### BRIEF
Retype the passage from the text on PTSD and veteran suicide, starting at "What good did" and ending at "There is support.".

(Beginning of TEXT)

His suicide didn't happen this year. It didn't happen last year. His family buried him in 2008.
"Families like the Vickermans often feel overwhelmed by the guilt and helplessness that surrounds post-traumatic stress disorder. The Vickermans wanted to help their son but did not know where to look for support services or how to deal with the effects of the illness.

The VA, they believed, had failed their son. The services available, they said, were insufficient, and the government should do more to address the issue for returning war vets.

"There should be something that can be done, not only for the proud soldiers but also for their families," Carole Vickerman said. "When you hear the word 'stress,' it sounds so innocuous. It's not stress; it's a killer.""

Families still don't know what to do anymore than they understand what PTSD is, what it does, why it does it or what they can do to make it better by not making mistakes to make it worse.

What good did PTSD Awareness really do? Not much at all other than to raise a lot of money doing Lord knows what for who other than fundraisers. It is still extremely hard to understand what they are trying to actually raise awareness of and who they are trying to inform when they cannot even answer basic questions.

It all sounds great until you actually listen to what they don't say. You never really hear anything helpful or, for the most part, factual.

The first fact they need to know is they are not stuck! They can change again and heal to live better lives but that won't happen as long as folks are still stuck on letting others know how much they really don't know about PTSD and suicides.


You are not alone. There is support.
The Defense Department takes the issue of suicide very seriously and is actively working to reduce the number of suicides.

Defense Suicide Prevention Office serves as the government oversight authority for the strategic development, implementation, centralization, standardization, communication and evaluation of Defense Department suicide and risk reduction programs, policies and surveillance activities to reduce the impact of suicide on service members and their families.

Everyone can help prevent suicide. Know how to recognize common risk factors including chronic pain; feelings of guilt, anger, or shame; exposure to trauma; a sense of hopelessness; relationship problems; and posttraumatic stress disorder. If you are experiencing any of these behaviors or notice them in friends and family who have served in the military, encourage them to seek help right away.

Service members in crisis should seek help immediately by contacting the Military Crisis Line. Dial 800-273-8255 (press 1 for military) for 24/7 crisis support. The crisis line, found at http://militarycrisisline.net, also provides a chat and text service.

(End of TEXT)
(Beginning of ENTRIES PROVIDED)

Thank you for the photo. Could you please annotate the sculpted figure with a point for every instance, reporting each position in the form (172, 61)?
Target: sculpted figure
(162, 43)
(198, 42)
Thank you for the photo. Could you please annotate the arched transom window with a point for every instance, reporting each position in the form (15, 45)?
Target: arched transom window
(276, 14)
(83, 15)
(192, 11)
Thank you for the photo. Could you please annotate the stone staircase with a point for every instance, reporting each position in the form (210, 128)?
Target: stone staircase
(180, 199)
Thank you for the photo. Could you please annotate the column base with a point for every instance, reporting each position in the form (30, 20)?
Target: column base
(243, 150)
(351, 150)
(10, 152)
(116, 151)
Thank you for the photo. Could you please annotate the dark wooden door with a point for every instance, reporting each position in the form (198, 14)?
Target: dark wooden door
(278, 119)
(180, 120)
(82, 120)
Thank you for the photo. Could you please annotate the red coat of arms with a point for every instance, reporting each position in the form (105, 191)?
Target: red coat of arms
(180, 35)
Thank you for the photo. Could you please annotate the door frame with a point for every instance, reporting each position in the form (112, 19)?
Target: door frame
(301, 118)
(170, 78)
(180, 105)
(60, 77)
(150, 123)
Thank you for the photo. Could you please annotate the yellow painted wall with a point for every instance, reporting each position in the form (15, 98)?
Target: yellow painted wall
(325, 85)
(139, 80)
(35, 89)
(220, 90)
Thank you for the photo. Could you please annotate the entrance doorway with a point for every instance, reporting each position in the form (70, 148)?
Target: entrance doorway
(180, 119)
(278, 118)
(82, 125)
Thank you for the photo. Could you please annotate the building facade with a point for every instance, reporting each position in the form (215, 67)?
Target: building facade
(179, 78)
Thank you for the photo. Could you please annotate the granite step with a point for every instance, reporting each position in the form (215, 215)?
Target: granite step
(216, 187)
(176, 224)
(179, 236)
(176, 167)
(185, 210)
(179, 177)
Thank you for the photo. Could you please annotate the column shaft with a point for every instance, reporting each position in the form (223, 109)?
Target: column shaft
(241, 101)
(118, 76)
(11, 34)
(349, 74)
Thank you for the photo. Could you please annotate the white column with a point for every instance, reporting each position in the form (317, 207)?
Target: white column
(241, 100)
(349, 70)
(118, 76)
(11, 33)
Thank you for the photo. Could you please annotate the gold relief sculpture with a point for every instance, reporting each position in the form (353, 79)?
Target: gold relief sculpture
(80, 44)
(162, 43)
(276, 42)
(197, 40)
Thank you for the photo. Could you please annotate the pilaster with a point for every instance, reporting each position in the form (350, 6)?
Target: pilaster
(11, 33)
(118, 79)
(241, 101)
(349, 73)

(End of ENTRIES PROVIDED)

### SOLUTION FOR THIS PROBLEM
What good did PTSD Awareness really do? Not much at all other than to raise a lot of money doing Lord knows what for who other than fundraisers. It is still extremely hard to understand what they are trying to actually raise awareness of and who they are trying to inform when they cannot even answer basic questions.

It all sounds great until you actually listen to what they don't say. You never really hear anything helpful or, for the most part, factual.

The first fact they need to know is they are not stuck! They can change again and heal to live better lives but that won't happen as long as folks are still stuck on letting others know how much they really don't know about PTSD and suicides.


You are not alone. There is support.